Echo every line of the following records verbatim, with no additions or changes.
------------------------------
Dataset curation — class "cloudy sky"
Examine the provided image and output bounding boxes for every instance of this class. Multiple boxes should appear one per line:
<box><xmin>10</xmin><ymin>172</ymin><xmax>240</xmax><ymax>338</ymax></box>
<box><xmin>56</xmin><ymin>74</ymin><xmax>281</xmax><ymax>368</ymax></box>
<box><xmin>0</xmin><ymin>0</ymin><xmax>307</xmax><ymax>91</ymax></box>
------------------------------
_Written answer:_
Dataset curation — class "cloudy sky"
Examine the provided image and output bounding boxes for every instance of this class. Multiple boxes should appear one per line:
<box><xmin>10</xmin><ymin>172</ymin><xmax>240</xmax><ymax>338</ymax></box>
<box><xmin>56</xmin><ymin>74</ymin><xmax>281</xmax><ymax>368</ymax></box>
<box><xmin>0</xmin><ymin>0</ymin><xmax>307</xmax><ymax>91</ymax></box>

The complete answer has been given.